Could you print the entries below exactly, starting at the line that contains "Query: blurred background forest" and stopping after the last one?

Dataset entries:
▼▼▼
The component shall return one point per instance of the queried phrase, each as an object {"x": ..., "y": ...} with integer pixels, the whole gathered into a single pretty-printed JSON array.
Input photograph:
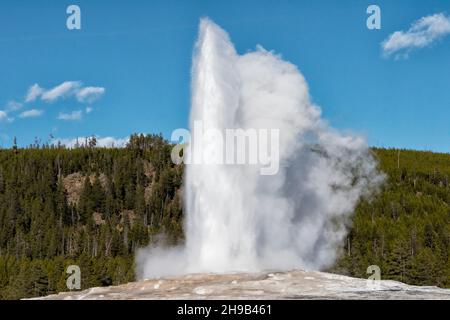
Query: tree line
[{"x": 94, "y": 207}]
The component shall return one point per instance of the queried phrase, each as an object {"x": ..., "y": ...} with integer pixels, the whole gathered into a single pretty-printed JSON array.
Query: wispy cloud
[
  {"x": 90, "y": 94},
  {"x": 63, "y": 90},
  {"x": 72, "y": 116},
  {"x": 3, "y": 115},
  {"x": 34, "y": 92},
  {"x": 66, "y": 89},
  {"x": 13, "y": 105},
  {"x": 31, "y": 113},
  {"x": 421, "y": 34},
  {"x": 105, "y": 142}
]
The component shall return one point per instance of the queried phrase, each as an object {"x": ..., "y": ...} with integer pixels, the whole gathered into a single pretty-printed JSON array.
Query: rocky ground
[{"x": 296, "y": 284}]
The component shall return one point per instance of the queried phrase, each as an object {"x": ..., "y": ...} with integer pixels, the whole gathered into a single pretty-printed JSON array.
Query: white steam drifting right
[{"x": 238, "y": 219}]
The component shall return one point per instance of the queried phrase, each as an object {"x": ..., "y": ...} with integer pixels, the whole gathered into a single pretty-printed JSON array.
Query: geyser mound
[{"x": 238, "y": 219}]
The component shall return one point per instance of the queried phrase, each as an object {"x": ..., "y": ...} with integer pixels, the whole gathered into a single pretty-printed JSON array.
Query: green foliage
[
  {"x": 115, "y": 202},
  {"x": 405, "y": 229}
]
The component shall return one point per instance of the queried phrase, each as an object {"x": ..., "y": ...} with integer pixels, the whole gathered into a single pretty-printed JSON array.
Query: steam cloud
[{"x": 239, "y": 220}]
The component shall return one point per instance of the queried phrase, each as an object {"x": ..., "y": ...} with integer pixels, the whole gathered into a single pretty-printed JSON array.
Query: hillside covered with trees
[{"x": 94, "y": 207}]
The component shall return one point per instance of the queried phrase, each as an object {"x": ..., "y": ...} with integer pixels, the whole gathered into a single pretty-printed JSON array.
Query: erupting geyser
[{"x": 238, "y": 219}]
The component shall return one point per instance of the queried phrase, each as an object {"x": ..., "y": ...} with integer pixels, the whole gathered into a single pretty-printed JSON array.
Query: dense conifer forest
[{"x": 94, "y": 207}]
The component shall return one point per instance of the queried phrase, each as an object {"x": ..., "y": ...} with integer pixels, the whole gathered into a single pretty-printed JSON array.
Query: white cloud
[
  {"x": 33, "y": 93},
  {"x": 74, "y": 115},
  {"x": 421, "y": 34},
  {"x": 4, "y": 117},
  {"x": 63, "y": 90},
  {"x": 31, "y": 113},
  {"x": 13, "y": 105},
  {"x": 104, "y": 142},
  {"x": 90, "y": 94}
]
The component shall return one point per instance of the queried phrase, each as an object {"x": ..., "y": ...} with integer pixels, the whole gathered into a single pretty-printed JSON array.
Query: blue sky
[{"x": 139, "y": 53}]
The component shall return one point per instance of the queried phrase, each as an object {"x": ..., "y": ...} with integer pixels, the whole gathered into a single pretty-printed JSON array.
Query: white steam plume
[{"x": 239, "y": 220}]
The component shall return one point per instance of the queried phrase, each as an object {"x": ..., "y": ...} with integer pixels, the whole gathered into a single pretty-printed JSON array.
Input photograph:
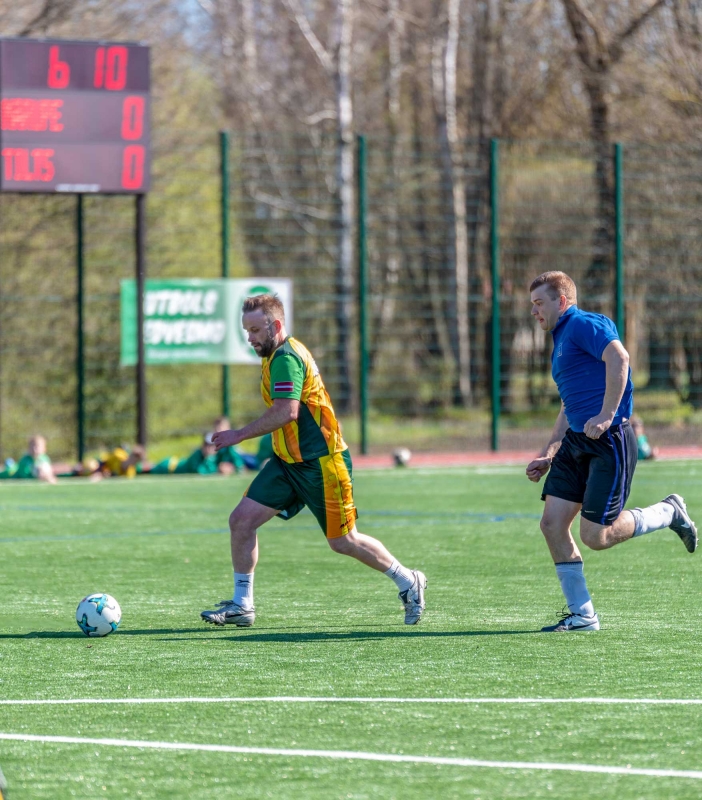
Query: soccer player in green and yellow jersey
[{"x": 310, "y": 467}]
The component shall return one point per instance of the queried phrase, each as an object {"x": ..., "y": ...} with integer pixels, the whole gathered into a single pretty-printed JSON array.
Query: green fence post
[
  {"x": 224, "y": 211},
  {"x": 362, "y": 293},
  {"x": 495, "y": 268},
  {"x": 80, "y": 348},
  {"x": 140, "y": 243},
  {"x": 619, "y": 238}
]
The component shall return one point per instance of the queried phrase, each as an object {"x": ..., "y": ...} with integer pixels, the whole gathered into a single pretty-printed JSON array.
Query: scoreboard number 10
[{"x": 74, "y": 116}]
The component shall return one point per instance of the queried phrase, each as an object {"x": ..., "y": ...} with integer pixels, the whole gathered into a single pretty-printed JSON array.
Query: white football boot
[
  {"x": 230, "y": 613},
  {"x": 682, "y": 524},
  {"x": 574, "y": 622},
  {"x": 413, "y": 598}
]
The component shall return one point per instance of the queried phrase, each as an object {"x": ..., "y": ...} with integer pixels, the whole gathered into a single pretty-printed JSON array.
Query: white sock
[
  {"x": 402, "y": 576},
  {"x": 652, "y": 518},
  {"x": 572, "y": 578},
  {"x": 243, "y": 590}
]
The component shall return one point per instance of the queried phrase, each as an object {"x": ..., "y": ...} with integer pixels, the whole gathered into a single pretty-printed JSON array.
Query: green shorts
[{"x": 324, "y": 485}]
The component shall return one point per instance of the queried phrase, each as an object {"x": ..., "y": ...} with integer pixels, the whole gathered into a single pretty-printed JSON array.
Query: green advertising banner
[{"x": 193, "y": 321}]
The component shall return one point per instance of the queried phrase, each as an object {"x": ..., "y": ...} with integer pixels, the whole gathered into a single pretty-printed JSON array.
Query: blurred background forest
[{"x": 429, "y": 83}]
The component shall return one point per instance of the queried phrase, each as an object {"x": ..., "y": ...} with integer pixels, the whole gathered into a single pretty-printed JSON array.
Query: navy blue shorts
[{"x": 594, "y": 472}]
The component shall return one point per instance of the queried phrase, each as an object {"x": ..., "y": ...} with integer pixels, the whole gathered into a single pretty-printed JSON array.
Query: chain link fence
[{"x": 430, "y": 262}]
▲▲▲
* **Solved problem**:
Query: blurred background forest
[{"x": 429, "y": 83}]
The component shall return one point per instance of the queried phrase, each as an object {"x": ..., "y": ...} with integer pixels, the whole gathered into a single pretty-printed JSON array.
Query: navy blue shorts
[{"x": 594, "y": 472}]
The component shall return one point per instance of the queried phrase, each as an object {"x": ..., "y": ...} with integer pixels, the whole gathered into a single pretty-printed JSON array.
Query: chain link fence
[{"x": 430, "y": 262}]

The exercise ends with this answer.